== Listed entries ==
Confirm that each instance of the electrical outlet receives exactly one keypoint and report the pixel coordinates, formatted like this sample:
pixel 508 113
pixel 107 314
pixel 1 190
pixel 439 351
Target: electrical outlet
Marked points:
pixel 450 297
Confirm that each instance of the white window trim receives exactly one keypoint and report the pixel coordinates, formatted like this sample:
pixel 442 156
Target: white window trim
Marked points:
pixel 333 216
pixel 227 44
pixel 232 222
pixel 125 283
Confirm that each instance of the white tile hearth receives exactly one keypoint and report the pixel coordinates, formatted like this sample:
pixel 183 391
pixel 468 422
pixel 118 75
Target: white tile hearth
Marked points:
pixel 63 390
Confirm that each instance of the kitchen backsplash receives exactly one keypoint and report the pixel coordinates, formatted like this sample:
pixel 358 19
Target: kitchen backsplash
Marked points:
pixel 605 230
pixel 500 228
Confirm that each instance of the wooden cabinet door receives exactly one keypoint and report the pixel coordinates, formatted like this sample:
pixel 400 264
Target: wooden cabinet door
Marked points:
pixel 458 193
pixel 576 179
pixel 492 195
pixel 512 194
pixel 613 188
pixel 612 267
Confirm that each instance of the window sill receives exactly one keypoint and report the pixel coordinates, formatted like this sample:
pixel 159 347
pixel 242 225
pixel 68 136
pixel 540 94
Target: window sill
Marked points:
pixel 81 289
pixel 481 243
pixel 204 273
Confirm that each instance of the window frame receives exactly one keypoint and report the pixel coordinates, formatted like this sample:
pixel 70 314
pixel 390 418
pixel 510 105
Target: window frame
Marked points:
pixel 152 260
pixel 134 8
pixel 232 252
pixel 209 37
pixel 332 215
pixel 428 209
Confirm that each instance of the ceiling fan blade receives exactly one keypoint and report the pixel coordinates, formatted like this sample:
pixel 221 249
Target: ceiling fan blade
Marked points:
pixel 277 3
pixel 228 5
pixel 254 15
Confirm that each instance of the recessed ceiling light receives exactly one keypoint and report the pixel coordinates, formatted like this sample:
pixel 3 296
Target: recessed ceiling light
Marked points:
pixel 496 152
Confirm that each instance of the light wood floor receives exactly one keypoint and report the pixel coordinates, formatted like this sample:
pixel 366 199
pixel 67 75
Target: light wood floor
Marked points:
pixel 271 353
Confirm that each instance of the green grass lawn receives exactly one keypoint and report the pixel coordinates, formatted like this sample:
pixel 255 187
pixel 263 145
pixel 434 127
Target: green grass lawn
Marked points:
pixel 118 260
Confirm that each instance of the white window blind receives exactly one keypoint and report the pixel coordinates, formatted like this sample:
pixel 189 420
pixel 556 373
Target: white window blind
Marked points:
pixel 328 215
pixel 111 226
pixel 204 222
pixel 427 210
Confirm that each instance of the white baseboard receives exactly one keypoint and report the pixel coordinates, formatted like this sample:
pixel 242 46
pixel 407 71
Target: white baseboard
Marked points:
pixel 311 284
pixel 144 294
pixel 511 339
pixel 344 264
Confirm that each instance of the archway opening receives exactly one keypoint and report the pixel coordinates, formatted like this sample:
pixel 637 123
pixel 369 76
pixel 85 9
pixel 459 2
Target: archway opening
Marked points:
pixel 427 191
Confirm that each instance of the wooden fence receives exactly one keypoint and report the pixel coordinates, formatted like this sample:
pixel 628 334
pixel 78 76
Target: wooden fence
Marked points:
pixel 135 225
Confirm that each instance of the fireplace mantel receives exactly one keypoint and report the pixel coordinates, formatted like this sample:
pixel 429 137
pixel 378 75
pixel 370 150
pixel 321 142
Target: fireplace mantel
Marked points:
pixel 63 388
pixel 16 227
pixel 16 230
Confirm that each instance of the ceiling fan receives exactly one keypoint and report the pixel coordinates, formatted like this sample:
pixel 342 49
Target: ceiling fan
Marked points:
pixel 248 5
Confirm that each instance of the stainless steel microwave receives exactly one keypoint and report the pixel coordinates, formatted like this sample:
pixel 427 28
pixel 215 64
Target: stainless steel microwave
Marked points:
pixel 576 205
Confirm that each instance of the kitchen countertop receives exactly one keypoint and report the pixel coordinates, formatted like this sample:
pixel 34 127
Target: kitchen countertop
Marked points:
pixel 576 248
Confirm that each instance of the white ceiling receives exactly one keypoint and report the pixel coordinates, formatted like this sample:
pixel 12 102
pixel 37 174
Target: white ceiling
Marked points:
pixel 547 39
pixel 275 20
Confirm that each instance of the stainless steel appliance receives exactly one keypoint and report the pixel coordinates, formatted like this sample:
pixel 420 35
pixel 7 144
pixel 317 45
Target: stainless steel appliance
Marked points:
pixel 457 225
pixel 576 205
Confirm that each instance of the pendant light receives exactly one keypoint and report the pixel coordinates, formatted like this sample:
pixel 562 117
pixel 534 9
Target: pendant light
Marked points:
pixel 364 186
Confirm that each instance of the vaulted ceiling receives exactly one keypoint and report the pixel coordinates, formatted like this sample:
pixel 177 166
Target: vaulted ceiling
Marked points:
===
== Listed entries ==
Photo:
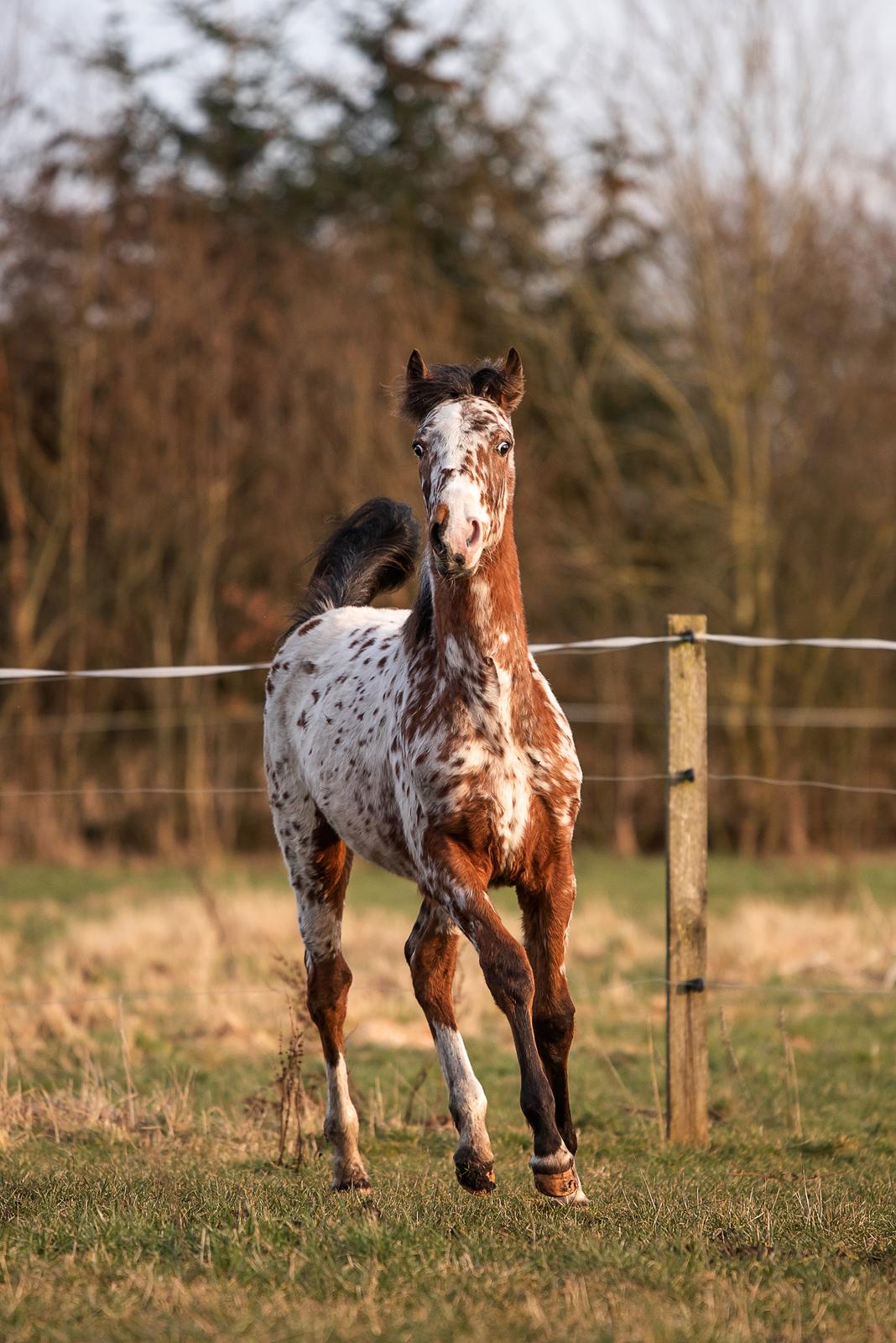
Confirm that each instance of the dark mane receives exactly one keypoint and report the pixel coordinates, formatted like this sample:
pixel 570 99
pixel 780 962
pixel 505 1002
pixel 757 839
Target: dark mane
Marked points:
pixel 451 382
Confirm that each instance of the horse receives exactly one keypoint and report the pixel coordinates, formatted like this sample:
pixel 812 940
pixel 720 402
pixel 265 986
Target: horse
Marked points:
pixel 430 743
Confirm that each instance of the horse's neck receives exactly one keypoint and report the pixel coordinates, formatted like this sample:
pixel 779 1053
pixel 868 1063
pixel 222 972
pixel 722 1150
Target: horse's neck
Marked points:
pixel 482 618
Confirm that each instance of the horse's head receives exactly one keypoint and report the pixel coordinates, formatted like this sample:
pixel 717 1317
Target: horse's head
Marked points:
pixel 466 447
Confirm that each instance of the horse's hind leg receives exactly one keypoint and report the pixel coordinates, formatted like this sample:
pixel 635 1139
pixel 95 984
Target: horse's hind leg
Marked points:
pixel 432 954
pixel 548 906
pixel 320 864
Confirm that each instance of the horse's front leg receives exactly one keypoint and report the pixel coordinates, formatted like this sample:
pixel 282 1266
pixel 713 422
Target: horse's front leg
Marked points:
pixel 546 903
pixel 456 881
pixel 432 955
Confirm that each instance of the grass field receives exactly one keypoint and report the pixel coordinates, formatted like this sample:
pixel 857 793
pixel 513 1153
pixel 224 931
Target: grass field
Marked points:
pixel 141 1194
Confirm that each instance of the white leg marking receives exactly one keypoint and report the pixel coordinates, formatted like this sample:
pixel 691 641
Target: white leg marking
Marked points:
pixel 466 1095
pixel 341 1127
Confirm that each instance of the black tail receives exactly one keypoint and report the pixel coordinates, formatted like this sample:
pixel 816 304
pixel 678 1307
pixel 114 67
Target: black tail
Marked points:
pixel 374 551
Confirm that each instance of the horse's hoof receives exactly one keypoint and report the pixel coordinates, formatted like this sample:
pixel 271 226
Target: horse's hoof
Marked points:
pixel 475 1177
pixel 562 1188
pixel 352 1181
===
== Listed entries ==
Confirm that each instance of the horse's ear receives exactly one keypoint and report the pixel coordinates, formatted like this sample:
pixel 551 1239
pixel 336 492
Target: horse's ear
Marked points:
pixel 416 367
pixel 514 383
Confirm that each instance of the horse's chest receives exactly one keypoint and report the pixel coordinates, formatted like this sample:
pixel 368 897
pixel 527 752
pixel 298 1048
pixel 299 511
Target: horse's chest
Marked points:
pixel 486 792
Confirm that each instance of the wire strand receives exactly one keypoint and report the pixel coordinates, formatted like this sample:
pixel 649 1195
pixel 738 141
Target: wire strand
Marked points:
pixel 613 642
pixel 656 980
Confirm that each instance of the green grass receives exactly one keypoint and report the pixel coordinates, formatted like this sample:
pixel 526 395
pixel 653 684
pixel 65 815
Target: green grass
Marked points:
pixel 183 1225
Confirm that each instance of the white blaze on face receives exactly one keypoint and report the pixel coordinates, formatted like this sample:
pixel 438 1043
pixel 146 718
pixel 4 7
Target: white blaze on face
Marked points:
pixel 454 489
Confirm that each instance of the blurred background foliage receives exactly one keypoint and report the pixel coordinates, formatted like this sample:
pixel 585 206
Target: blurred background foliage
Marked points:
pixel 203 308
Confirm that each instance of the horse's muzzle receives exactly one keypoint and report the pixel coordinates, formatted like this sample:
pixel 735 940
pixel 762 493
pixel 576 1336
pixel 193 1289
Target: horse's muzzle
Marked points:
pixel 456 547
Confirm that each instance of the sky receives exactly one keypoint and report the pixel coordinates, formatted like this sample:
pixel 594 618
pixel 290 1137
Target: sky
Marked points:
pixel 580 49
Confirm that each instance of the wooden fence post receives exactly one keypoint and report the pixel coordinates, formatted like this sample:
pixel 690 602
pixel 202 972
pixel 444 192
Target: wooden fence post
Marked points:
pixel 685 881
===
• [Task to complete]
Reproduce verbatim the lines starting with the line that contains "Confirm that each instance of the wire" and continuing through the line that contains "pixel 685 881", with both of those lines included.

• [Exercise output]
Confirm that each instance of the wire strand receives exactly one keypoint and report the pixel coordinates, formatted like this sample:
pixel 649 1195
pixel 738 141
Target: wire strand
Marked points:
pixel 613 642
pixel 656 980
Confirm that each instance of the green grass receives exactly one keypoint and report the pixel coordinates, formatted like this sample:
pixel 526 395
pixel 653 684
pixel 65 815
Target: green grass
Marked points:
pixel 183 1225
Confirm that each instance of the white blaze on face receives exactly one keypoint and report the pixel coordinates, formatted like this sample:
pixel 438 1043
pixel 146 718
pixel 4 7
Target: white blaze on face
Marked points:
pixel 454 489
Confirm that each instance of the blurred background foliage receives exactly one keypoint and report the pixel coordinates, formatted like this sample:
pixel 585 206
Target: blurred background foliage
Marked points:
pixel 203 308
Confirm that each instance of the horse's muzzle receives exactly one keypoint and report the pixel coordinates, formatted like this sample:
pixel 735 940
pixel 762 493
pixel 576 1336
pixel 193 1289
Target: horse's muzzle
Marked points:
pixel 456 547
Confirm that each instance of the sky receives exactly one keypoint and report the pixel coordinates, formatted like this sample:
pixel 594 618
pixel 290 1137
Target: sky
Marked points:
pixel 580 49
Confirm that each instance of the wooden fence post receives exactly one keypoint and report the pixel coordinates, formatted like this sample:
pixel 690 602
pixel 202 972
pixel 444 192
Target: wooden fence post
Marked points:
pixel 685 881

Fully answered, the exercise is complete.